▶ [REQUIREMENT]
Repeat every entry in the listing below, exactly.

**** GIVEN RECORDS

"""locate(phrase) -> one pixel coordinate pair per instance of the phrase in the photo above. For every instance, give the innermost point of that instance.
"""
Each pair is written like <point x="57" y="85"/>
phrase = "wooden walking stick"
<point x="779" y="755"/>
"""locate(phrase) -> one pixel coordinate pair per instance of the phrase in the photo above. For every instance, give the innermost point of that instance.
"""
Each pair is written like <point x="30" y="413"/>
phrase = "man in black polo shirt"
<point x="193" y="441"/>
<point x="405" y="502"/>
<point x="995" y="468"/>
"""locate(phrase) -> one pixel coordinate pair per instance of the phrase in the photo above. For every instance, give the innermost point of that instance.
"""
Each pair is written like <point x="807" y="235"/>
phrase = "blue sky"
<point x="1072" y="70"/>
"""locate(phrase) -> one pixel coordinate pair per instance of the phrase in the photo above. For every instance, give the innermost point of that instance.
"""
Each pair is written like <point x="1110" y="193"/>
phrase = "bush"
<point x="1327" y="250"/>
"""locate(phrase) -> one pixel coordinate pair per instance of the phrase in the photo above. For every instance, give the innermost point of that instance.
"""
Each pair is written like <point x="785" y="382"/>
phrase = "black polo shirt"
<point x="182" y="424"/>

********

▶ [EXERCISE ANSWER]
"""locate(phrase) -> one pixel coordinate pair per instance of the phrase in the photo above. For every instance, give the innermost point of that instance.
"""
Each pair is written like <point x="57" y="85"/>
phrase = "wooden walking stick"
<point x="779" y="755"/>
"""locate(phrase) -> one pixel coordinate pair per instance of the phrase in the photo above. For every instance, give the innermost point of that instance.
"""
Each pair is written like <point x="30" y="413"/>
phrase = "man in black polo shirt"
<point x="193" y="441"/>
<point x="405" y="502"/>
<point x="995" y="468"/>
"""locate(phrase) -> one pixel coordinate pair per instance of the phrase in the photo above. For every instance, give the innermost point of that instance.
"""
Each pair is written like <point x="807" y="235"/>
phrase = "blue sky"
<point x="1072" y="70"/>
"""locate(phrase) -> one pixel coordinate pair per instance of the phrase in the photo above. For every instance, give the innermost point of that instance.
"""
Each pair is written like <point x="1110" y="193"/>
phrase = "bush"
<point x="1327" y="250"/>
"""locate(phrase) -> one pixel coordinate pair per instance of the phrase in the photo above. For every instance, give the innermost point of that instance.
"""
Each pair is written like <point x="785" y="382"/>
phrase = "black polo shirt"
<point x="182" y="424"/>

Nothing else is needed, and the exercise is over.